** PASSAGE SHOWN **
** begin **

Source: https://www.law.cornell.edu/supremecourt/text/210/339
Timestamp: 2019-04-20 18:31:18+00:00

Document:
BOBBS-MERRILL COMPANY, Appt., v. ISIDOR STRAUS and Nathan Straus, Copartners, Doing Business under the Firm Name and Style of R. H. Macy & Company.
Argued: March 12, 13, 1908.
Messrs. W. H. H. Miller, C. C. Shirley, and Samuel D. Miller for appellant.
Messrs. John G. Carlisle and Edmond E. Wise for appellees.
The complainant in the circuit court, appellant here, the Bobbs-Merrill Company, brought suit against the respondents, appellees here, Isidor Straus and Nathan Straus, partners as R. H. Macy & Company, in the circuit court of the United States for the southern district of New York, to restrain the sale of a copyrighted novel, entitled 'The Castaway,' at retail at less than $1 for each copy. The ciruit court dismissed the bill on final hearing. 139 Fed. 155. The decree of the circuit court was affirmed on appeal by the circuit court of appeals, 77 C. C. A. 607, 147 Fed. 15.

** end **

** RECORDS TO USE **

** begin **

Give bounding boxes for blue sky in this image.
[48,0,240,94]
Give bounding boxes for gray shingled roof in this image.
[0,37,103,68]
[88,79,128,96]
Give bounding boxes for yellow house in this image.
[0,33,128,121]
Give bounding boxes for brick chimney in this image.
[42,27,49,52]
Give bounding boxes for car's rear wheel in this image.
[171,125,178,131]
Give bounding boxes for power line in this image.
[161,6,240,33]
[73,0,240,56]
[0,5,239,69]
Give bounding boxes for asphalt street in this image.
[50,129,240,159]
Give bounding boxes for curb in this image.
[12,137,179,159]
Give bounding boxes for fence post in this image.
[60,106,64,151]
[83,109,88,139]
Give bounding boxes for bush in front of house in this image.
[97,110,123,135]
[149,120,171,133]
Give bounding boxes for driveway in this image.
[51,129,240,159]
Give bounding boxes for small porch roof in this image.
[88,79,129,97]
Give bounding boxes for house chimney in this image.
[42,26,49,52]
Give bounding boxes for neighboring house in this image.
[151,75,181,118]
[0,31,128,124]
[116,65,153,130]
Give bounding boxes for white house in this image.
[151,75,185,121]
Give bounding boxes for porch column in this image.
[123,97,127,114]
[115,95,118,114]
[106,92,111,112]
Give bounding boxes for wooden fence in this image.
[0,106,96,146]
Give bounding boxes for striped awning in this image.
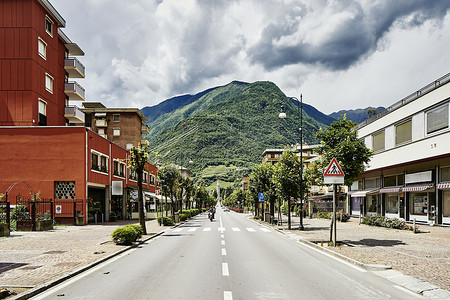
[436,182,450,190]
[380,186,401,194]
[350,189,379,198]
[402,184,433,192]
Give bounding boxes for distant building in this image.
[0,0,159,223]
[349,74,450,224]
[81,102,149,150]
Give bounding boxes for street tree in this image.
[272,147,302,229]
[316,114,373,241]
[250,163,276,216]
[158,164,179,216]
[128,146,149,234]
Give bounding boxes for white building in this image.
[349,73,450,224]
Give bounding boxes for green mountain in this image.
[142,82,329,188]
[328,106,385,123]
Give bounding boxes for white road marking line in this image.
[222,263,230,276]
[223,291,233,300]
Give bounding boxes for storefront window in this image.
[443,191,450,217]
[386,194,398,214]
[409,193,428,215]
[367,195,380,213]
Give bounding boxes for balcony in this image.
[64,106,84,124]
[95,119,108,127]
[141,125,150,134]
[64,82,85,101]
[64,57,86,78]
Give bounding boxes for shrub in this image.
[158,217,175,226]
[111,225,143,245]
[361,215,419,230]
[180,213,188,222]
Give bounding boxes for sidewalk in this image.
[0,220,169,293]
[266,217,450,291]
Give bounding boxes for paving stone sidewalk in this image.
[268,217,450,291]
[0,220,168,292]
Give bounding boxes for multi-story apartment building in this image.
[349,74,450,224]
[82,102,149,150]
[0,0,158,222]
[0,0,85,126]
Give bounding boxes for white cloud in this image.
[50,0,450,113]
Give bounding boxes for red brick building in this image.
[0,0,157,223]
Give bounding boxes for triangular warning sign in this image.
[323,157,344,176]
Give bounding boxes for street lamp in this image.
[278,94,305,230]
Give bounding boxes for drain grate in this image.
[0,263,27,274]
[44,250,66,254]
[19,266,42,271]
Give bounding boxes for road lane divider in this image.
[222,263,230,276]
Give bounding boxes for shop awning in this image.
[380,186,401,194]
[436,182,450,190]
[402,184,433,192]
[349,189,380,198]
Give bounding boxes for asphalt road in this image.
[33,208,422,300]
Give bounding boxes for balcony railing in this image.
[141,125,150,134]
[64,106,84,124]
[64,82,85,101]
[64,57,86,78]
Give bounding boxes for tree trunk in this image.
[137,169,147,235]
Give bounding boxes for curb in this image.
[9,229,165,300]
[249,218,450,300]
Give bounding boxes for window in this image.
[372,131,385,152]
[45,73,53,94]
[45,16,53,37]
[409,193,428,215]
[38,38,47,59]
[91,153,100,171]
[427,103,448,133]
[395,120,412,146]
[38,99,47,126]
[100,156,108,173]
[386,194,398,214]
[441,167,450,182]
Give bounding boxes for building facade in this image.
[349,74,450,224]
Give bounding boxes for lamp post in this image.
[278,94,305,230]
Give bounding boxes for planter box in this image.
[36,220,53,231]
[75,216,84,226]
[16,220,33,231]
[0,223,10,236]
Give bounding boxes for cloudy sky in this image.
[50,0,450,113]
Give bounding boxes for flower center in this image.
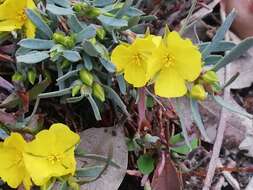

** end **

** TASK INSTRUCTIONS **
1: Reproduce the Bobbs-Merrill passage word for word, in full.
2: In the rows, take the lines starting with the one containing "Give bounding boxes for road" and going through the end of the rows. Give them again with "lamp post" changed to "streetlight" and all else unchanged, and leave the pictures out of your answer.

** TASK-BY-TASK ANSWERS **
1:
Source: https://www.law.cornell.edu/supremecourt/text/210/339
Timestamp: 2019-04-20 18:31:18+00:00

Document:
BOBBS-MERRILL COMPANY, Appt., v. ISIDOR STRAUS and Nathan Straus, Copartners, Doing Business under the Firm Name and Style of R. H. Macy & Company.
Argued: March 12, 13, 1908.
Messrs. W. H. H. Miller, C. C. Shirley, and Samuel D. Miller for appellant.
Messrs. John G. Carlisle and Edmond E. Wise for appellees.
The complainant in the circuit court, appellant here, the Bobbs-Merrill Company, brought suit against the respondents, appellees here, Isidor Straus and Nathan Straus, partners as R. H. Macy & Company, in the circuit court of the United States for the southern district of New York, to restrain the sale of a copyrighted novel, entitled 'The Castaway,' at retail at less than $1 for each copy. The ciruit court dismissed the bill on final hearing. 139 Fed. 155. The decree of the circuit court was affirmed on appeal by the circuit court of appeals, 77 C. C. A. 607, 147 Fed. 15.

2:
Give bounding boxes for road lane divider in this image.
[222,263,230,276]
Give bounding boxes for shop awning in this image.
[380,186,401,194]
[436,182,450,190]
[402,184,433,192]
[349,189,380,198]
Give bounding boxes for asphalt road in this image.
[33,208,422,300]
Give bounding boxes for balcony railing in this image.
[141,125,150,134]
[64,106,84,124]
[64,82,85,101]
[64,57,86,78]
Give bounding boxes for tree trunk in this image.
[137,169,147,235]
Give bounding boxes for curb in this image.
[9,229,165,300]
[249,218,450,300]
Give bounding boxes for window in this image.
[372,131,385,152]
[45,73,53,94]
[45,16,53,37]
[409,193,428,215]
[38,38,47,59]
[91,153,100,171]
[427,103,448,133]
[395,120,412,146]
[38,99,47,126]
[100,156,108,173]
[386,194,398,214]
[441,167,450,182]
Give bounding boxes for building facade in this image.
[349,74,450,224]
Give bounding boxes for streetlight in this image.
[278,94,305,230]
Give bounding boxes for planter box in this image.
[36,220,53,231]
[75,216,84,226]
[16,220,33,231]
[0,223,10,236]
Give bounding boxes for cloudy sky in this image.
[50,0,450,113]
Give bounding boxes for flower center in this image.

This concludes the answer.